■ What the task requires:
Please answer these from the travel passage on fall foliage towns:
1. Which river runs beside the parking area near where the Long Trail crosses Vt. Route 9?
2. How many blocks long is Burlington's Church Street?
3. How many miles long is the route along the Kancamagus Highway to Conway?

■ Given passage:
4. Bennington, Vermont

Bennington is as close to the definition of Vermont as you can get. It has all the important ingredients: a quaint main street, the rounded humps of the Green Mountains just over your shoulder, and…is that the faint aroma of maple syrup in the air? Perched on the border of Vermont and Massachusetts, Bennington is a perfect launching-pad for a fall-color adventure. As you begin your day with a cup of Green Mountain Roasters Coffee at one of the several bakeries downtown, the view from the window is staggering. Take a baguette with you and cruise up Vt. Route 9 into the notches between the mountains, and watch as the colors become overwhelmingly vivid. You’ll soon cross the Long Trail, one of the oldest long-distance hiking trails in America. Here, you’ll find parking near the roaring Deerfield River. Walking south, you amble up Harmon Hill (warning: the steep trail will make you wonder why it’s a “hill”), and prepare for a jaw-dropping view of Bennington and the surrounding valley from the top.

Photo by Brad Fickeisen on Unsplash

3. Burlington, Vermont

Do you have to be a hippy to love Burlington? Certainly not, but a tolerance for tofu will take you far in this fair city! A paradise for fall multi-taskers, Burlington is easy to get to (fly, train, bus, drive), and the cool breezes off nearby Lake Champlain stoke a furious display of fall colors from the abundant trees in the foothills of the Green Mountains. Don’t miss a walk up Church Street, four blocks of pure window- shopping, café stopping, and street-musician listening pleasure. After you’re sated with commercial culture, stroll down to the riverfront park and admire the distant Adirondack Mountains from across pristine Lake Champlain. If you’re invigorated by the view, rent a bike and take level, easy “Island Line” bike path north eight miles under a sheltering canopy of shady trees until you pop out on a narrow jetty that crosses Lake Champlain. From this narrow path, you can see nearly a hundred miles in every direction, enjoying a 360-degree view of the mountainous surroundings.

2. Conway, New Hampshire

The New Hampshire State Motto says it all, “Live Free or Die!” As you travel along New Hampshire’s Kancamagus Highway, en route to Conway, you’ll feel a taste of this freedom, without the threat of imminent death. This narrow, winding, 28-mile route takes nearly an hour to drive and treats visitors to a jaw-dropping view of the jagged White Mountain National Forest. Even early in the season, expect the lush evergreens and red conifers to be dappled with the white of an early snowfall, and look out for moose, especially early in the morning and late in the evening. At the southern terminus of the highway, Conway, New Hampshire, is a quaint mixture of rugged and civilized, old and new. The stores mix the standard tourist fare with specialty mountaineering shops that cater to the bold mountaineers that ascend nearby Mt. Washington. Crampons or commemorative moose T-shirts? It’s your pick.

■ Extracted entries:
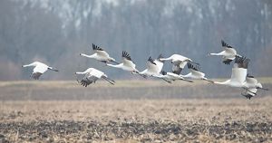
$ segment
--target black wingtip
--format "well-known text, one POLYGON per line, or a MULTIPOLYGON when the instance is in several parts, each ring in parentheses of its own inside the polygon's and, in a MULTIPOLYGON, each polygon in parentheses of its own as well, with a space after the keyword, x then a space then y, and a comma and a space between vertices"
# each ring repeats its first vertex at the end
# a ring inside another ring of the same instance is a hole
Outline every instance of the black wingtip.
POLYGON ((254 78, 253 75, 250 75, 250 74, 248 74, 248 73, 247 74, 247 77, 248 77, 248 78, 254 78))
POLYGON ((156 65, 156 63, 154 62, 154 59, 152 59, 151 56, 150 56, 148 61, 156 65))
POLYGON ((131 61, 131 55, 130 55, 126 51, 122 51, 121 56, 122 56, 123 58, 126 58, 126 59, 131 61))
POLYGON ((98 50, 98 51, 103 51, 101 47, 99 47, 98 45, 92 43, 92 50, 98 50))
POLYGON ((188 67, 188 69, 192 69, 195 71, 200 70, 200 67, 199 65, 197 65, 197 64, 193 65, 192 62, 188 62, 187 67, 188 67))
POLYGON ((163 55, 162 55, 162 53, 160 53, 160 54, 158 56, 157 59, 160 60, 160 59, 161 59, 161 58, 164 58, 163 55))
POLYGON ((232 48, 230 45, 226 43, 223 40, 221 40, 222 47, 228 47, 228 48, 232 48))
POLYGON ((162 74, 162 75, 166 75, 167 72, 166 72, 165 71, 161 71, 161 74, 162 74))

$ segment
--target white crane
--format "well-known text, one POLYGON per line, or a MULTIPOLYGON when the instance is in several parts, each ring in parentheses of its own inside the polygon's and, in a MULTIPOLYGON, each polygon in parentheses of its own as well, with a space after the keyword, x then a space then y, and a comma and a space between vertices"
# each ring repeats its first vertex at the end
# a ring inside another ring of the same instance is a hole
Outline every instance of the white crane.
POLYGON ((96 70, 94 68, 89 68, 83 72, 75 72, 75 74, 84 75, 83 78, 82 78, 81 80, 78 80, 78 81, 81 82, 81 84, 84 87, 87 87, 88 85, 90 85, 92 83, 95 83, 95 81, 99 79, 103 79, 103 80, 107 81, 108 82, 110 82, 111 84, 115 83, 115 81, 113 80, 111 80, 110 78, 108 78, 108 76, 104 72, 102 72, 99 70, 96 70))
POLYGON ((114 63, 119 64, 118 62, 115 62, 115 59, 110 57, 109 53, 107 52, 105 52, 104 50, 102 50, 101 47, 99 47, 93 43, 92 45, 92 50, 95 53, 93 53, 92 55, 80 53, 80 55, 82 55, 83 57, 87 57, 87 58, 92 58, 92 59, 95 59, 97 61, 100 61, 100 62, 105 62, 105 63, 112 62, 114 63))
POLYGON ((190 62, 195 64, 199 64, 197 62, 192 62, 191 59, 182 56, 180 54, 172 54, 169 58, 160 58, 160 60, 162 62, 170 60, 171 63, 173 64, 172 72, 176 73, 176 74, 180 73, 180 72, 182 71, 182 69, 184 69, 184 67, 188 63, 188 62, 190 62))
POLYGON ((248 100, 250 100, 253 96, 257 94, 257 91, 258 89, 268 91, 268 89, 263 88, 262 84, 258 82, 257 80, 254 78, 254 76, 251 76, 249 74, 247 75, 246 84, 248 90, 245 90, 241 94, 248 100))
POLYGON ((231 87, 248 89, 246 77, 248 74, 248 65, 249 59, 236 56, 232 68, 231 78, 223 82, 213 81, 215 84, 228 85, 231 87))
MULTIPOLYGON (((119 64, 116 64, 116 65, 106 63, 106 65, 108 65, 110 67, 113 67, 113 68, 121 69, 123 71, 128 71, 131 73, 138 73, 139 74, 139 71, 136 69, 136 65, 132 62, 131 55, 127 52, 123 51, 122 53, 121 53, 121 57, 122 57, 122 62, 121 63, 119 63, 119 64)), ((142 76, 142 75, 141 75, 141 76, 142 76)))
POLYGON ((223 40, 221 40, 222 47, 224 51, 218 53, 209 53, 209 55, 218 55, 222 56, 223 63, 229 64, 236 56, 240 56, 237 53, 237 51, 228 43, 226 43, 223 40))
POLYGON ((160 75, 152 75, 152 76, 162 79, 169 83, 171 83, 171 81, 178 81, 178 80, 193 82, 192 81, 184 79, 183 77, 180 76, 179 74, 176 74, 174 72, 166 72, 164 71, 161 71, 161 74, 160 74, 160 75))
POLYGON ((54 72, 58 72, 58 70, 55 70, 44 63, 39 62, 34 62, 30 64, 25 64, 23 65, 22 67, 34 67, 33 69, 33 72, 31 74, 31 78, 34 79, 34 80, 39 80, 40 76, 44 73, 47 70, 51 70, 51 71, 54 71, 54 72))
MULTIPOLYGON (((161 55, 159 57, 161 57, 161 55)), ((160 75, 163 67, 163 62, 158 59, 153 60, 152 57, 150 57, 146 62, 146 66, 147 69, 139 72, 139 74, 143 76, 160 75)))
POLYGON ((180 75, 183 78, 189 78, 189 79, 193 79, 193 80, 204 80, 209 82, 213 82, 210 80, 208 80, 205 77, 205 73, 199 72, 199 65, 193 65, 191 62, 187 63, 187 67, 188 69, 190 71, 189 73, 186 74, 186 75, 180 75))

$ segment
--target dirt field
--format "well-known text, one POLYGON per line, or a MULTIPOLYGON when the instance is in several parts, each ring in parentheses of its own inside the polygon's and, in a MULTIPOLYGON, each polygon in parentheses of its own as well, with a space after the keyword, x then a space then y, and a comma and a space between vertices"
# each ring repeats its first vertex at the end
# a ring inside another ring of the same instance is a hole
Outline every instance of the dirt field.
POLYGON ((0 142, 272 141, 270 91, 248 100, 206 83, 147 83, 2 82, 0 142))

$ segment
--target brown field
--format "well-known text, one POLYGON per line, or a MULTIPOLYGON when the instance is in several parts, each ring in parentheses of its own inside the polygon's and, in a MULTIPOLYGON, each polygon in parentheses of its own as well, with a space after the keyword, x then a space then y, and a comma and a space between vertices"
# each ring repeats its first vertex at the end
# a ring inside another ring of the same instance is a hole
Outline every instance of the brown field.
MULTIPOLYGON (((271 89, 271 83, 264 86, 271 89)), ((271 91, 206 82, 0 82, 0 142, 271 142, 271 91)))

■ Response below:
1. The Deerfield River
2. Four blocks
3. 28 miles